Location labeling records:

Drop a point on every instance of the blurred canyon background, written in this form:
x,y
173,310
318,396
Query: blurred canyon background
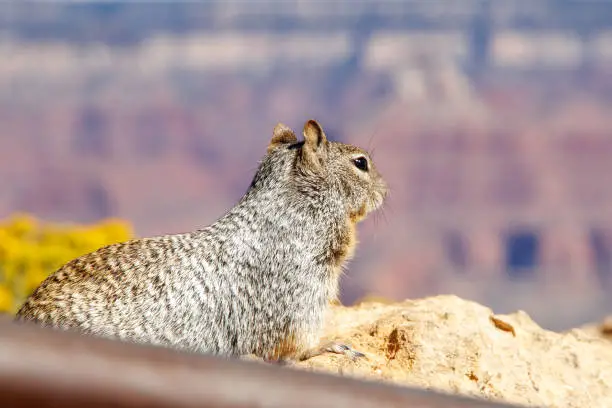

Work to complete
Return every line of the items above without changing a single word, and leave the pictures out.

Exercise output
Drop a point on every instance of the blurred canyon background, written in this form:
x,y
173,310
318,396
Query: blurred canyon background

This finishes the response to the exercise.